#### Data supplied ####

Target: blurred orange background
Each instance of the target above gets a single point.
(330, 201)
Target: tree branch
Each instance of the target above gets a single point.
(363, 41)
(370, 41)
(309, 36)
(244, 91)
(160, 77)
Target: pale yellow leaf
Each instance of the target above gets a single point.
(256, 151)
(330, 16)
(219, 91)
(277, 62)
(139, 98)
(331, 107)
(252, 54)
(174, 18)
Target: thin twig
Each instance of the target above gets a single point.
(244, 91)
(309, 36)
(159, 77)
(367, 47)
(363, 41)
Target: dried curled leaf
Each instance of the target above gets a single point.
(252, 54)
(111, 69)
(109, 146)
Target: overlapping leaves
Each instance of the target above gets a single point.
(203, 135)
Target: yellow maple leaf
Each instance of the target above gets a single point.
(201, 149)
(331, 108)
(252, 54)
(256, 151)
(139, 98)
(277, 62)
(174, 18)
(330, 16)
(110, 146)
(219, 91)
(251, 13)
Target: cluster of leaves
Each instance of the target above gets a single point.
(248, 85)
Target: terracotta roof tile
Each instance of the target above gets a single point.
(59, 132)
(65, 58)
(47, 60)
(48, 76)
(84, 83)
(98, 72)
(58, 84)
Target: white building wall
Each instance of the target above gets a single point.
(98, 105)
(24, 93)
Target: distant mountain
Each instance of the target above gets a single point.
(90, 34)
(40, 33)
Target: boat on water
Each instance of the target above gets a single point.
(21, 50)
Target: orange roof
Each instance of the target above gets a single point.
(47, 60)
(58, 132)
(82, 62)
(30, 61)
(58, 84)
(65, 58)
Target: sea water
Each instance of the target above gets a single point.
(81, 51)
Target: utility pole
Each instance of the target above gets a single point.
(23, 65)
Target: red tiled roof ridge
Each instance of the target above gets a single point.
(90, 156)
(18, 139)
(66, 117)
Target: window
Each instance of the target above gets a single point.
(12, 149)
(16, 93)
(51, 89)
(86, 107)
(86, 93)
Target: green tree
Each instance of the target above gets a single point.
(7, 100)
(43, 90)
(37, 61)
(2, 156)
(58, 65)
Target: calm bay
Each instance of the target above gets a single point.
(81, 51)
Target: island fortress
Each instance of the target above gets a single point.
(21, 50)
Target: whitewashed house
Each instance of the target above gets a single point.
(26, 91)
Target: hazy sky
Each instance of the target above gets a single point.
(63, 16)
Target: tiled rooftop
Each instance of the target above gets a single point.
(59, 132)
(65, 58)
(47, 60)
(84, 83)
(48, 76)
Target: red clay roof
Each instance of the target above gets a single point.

####
#### Data supplied ####

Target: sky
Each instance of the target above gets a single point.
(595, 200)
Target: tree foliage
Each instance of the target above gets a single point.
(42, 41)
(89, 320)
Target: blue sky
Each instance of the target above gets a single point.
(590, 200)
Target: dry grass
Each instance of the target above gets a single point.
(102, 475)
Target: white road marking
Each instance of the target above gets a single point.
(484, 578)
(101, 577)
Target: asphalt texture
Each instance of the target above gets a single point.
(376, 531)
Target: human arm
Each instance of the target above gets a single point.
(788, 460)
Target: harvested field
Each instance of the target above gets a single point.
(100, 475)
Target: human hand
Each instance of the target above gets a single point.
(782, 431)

####

- **What to work on**: Return every line of the items above that contains the word "tree".

- **Finished task**:
Target: tree branch
Target: green tree
Target: tree foliage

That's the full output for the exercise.